Problem requirements. Render these lines as a numbered list and leave out any blank lines.

Items.
* * *

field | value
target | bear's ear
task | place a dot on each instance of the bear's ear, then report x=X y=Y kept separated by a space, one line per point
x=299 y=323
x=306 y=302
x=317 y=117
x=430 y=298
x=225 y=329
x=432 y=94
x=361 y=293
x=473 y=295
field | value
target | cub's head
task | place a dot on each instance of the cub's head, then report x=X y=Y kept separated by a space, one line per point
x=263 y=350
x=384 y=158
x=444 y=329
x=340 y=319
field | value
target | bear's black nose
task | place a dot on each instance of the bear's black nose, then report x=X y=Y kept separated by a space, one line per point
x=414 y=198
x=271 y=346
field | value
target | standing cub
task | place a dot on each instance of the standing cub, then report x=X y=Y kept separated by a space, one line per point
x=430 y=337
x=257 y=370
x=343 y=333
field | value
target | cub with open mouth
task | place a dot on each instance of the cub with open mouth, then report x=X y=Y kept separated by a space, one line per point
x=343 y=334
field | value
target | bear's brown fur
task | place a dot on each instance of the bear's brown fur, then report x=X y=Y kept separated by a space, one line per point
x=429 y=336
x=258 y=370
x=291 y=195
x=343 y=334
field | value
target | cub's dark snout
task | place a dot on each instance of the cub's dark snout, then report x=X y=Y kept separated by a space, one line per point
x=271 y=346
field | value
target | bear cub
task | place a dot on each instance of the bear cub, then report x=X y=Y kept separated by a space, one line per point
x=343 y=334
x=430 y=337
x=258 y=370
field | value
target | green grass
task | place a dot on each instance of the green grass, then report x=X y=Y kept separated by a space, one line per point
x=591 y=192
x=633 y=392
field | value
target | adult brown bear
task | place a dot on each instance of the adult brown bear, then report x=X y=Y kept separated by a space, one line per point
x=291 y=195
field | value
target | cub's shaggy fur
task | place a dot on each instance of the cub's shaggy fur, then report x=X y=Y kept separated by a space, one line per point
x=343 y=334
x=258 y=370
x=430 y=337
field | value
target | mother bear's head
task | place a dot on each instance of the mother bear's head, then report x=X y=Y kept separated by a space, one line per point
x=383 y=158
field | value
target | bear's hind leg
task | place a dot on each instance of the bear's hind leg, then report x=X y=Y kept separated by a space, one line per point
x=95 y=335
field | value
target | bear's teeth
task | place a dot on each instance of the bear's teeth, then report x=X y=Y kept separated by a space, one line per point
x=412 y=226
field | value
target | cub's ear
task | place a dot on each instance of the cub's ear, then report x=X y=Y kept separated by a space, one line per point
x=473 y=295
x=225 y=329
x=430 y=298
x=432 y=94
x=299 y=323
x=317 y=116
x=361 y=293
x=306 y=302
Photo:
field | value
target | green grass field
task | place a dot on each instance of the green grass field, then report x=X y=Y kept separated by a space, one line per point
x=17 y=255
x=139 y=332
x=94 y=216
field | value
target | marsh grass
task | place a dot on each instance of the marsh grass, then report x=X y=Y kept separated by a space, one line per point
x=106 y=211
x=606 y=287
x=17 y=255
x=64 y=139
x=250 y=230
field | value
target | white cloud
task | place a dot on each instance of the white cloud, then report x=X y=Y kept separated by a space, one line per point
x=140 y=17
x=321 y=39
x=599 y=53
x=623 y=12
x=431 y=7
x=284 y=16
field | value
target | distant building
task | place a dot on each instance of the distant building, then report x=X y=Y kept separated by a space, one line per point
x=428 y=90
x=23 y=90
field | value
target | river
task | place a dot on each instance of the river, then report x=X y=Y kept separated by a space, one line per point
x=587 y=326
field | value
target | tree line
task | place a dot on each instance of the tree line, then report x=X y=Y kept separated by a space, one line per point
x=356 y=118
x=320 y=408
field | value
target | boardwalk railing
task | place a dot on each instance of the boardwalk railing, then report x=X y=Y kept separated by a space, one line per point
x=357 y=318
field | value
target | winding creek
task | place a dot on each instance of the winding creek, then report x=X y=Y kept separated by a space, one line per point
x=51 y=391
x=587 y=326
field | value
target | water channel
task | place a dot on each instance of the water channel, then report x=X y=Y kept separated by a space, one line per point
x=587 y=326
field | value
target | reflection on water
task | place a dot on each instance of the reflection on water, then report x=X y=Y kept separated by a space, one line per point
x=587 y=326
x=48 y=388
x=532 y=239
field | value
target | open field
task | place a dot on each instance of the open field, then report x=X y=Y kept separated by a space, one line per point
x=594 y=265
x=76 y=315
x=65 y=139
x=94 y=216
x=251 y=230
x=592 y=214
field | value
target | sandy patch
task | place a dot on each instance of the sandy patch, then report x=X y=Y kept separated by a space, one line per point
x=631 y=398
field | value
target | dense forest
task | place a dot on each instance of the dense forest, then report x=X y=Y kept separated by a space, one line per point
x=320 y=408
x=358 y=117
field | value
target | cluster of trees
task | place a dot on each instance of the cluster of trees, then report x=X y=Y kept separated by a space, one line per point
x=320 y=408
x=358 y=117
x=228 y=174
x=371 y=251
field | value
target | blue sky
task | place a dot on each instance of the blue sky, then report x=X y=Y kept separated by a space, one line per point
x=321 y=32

* * *

Reply.
1. field | value
2. target | bear's ear
3. task | place a dot on each instance of the bear's ear, then report x=X y=Y kept separated by a space, one line per point
4. x=299 y=323
5. x=306 y=302
6. x=317 y=117
7. x=430 y=298
8. x=225 y=329
9. x=432 y=94
10. x=361 y=293
11. x=473 y=295
12. field | value
13. target | cub's head
14. task | place a dot on each instance of the cub's head, then report x=X y=Y kept separated by a space, one line per point
15. x=263 y=350
16. x=384 y=158
17. x=444 y=329
18. x=340 y=319
19. field | value
20. target | bear's black nose
21. task | place a dot on each instance of the bear's black nose, then report x=X y=Y kept separated by a space, one line per point
22. x=414 y=198
23. x=271 y=346
24. field | value
25. target | standing cub
26. task | place a dot on each instance of the standing cub, then report x=X y=Y kept separated by a space, one line per point
27. x=430 y=337
28. x=257 y=370
29. x=343 y=333
30. field | value
31. target | cub with open mouth
32. task | place a dot on each instance of the cub with open mouth, then report x=X y=Y kept separated by a space, one line per point
33. x=343 y=334
34. field | value
35. target | bear's brown fur
36. task | place a dot on each instance of the bear's brown fur, then report x=X y=Y kept separated by a space, one line per point
37. x=429 y=336
38. x=258 y=370
39. x=291 y=195
40. x=343 y=334
41. field | value
42. target | cub's dark snout
43. task | place a dot on each instance of the cub's dark snout, then report x=X y=Y kept separated by a space, one line per point
44. x=271 y=346
45. field | value
46. target | bear cub
47. task | place a dot on each instance of the bear cub, then report x=X y=Y kept separated by a space, one line per point
48. x=343 y=334
49. x=430 y=337
50. x=258 y=370
51. field | value
52. target | green grass
53. task | place a dot on each instance of the green grass, then report x=X y=Y kept separated by a space, one line per point
54. x=591 y=192
55. x=633 y=392
56. field | value
57. target | adult brown bear
58. task | place a dot on each instance of the adult brown bear, then report x=X y=Y kept separated by a space, one line per point
59. x=291 y=195
60. field | value
61. target | cub's shaggy fur
62. task | place a dot on each instance of the cub's shaggy fur, then report x=X y=Y kept separated by a space, one line per point
63. x=343 y=334
64. x=258 y=370
65. x=430 y=337
66. field | value
67. target | mother bear's head
68. task | place a dot on each instance of the mother bear's head, then report x=X y=Y kept separated by a space, one line per point
69. x=383 y=158
70. field | value
71. target | bear's hind leg
72. task | place a dot on each instance of the bear's hind leg, then report x=X y=Y kept separated by a space, one line per point
73. x=95 y=335
74. field | value
75. target | bear's teeth
76. task | place a dot on each instance of the bear's teeth, then report x=X y=Y kept separated by a space, one line per point
77. x=412 y=226
78. field | value
79. target | cub's ear
80. task | place a dot on each instance of the cub's ear, then report x=X y=Y kept separated by a space, one line per point
81. x=473 y=295
82. x=225 y=329
83. x=430 y=298
84. x=432 y=94
85. x=299 y=323
86. x=317 y=116
87. x=361 y=293
88. x=306 y=302
89. Photo:
90. field | value
91. target | green grass field
92. task | place a dot on each instance of the green grass field, then report x=X y=Y kept separated by a space, one line per point
93. x=17 y=255
94. x=139 y=332
95. x=94 y=216
96. field | value
97. target | marsh grass
98. task | place a dot on each instance of the marsh grass, then report x=X y=Y kept separated by a space, one line per point
99. x=106 y=211
100. x=606 y=287
101. x=17 y=255
102. x=64 y=139
103. x=250 y=230
104. field | value
105. target | white cloud
106. task | place a dot on each instance of the white cloud, then report x=X y=Y kept separated by a space, one line per point
107. x=140 y=17
108. x=321 y=39
109. x=599 y=53
110. x=623 y=12
111. x=431 y=7
112. x=284 y=16
113. field | value
114. target | distant building
115. task | place a dot on each instance of the distant building, then report x=X y=Y kept separated by a space, one line per point
116. x=428 y=90
117. x=23 y=90
118. field | value
119. target | river
120. task | place a dot on each instance of the river, then report x=X y=Y kept separated by a space, one line per point
121. x=587 y=326
122. field | value
123. target | tree line
124. task | place a dot on each instance of the tree line, then report x=X y=Y kept separated by a space, one line per point
125. x=356 y=118
126. x=320 y=408
127. field | value
128. target | boardwalk railing
129. task | place a dot on each instance of the boardwalk railing, then report x=X y=Y kept separated by a space, one line per point
130. x=357 y=318
131. field | value
132. target | winding creek
133. task | place a dot on each instance of the winding creek, then report x=X y=Y kept separated by a space, one line per point
134. x=51 y=391
135. x=587 y=326
136. field | value
137. target | water channel
138. task | place a dot on each instance of the water channel, then report x=X y=Y kept separated by a space, one line per point
139. x=587 y=326
140. field | value
141. target | reflection on water
142. task | place a dot on each instance of the reflection on water, then report x=X y=Y kept separated by a space, one line per point
143. x=587 y=326
144. x=48 y=388
145. x=532 y=239
146. field | value
147. target | open field
148. task | place a dot on each instance of the open field, then report x=X y=Y kept separated by a space, one line per point
149. x=594 y=265
150. x=76 y=315
151. x=65 y=139
152. x=94 y=216
153. x=251 y=230
154. x=592 y=214
155. field | value
156. target | sandy patch
157. task | place a dot on each instance of the sandy patch, then report x=X y=Y kept separated by a space, one line per point
158. x=631 y=398
159. field | value
160. target | dense forest
161. task | place a dot on each instance of the dense forest, then report x=X y=Y kept separated by a space, one line per point
162. x=320 y=408
163. x=358 y=117
164. field | value
165. target | cluster of trees
166. task | place a dot on each instance of the cluster of trees, then report x=X y=Y kept separated by a space, one line per point
167. x=320 y=408
168. x=358 y=117
169. x=228 y=174
170. x=371 y=251
171. field | value
172. target | blue sky
173. task | place a dot on each instance of the blue sky, then report x=X y=Y kept separated by a space, one line per point
174. x=321 y=32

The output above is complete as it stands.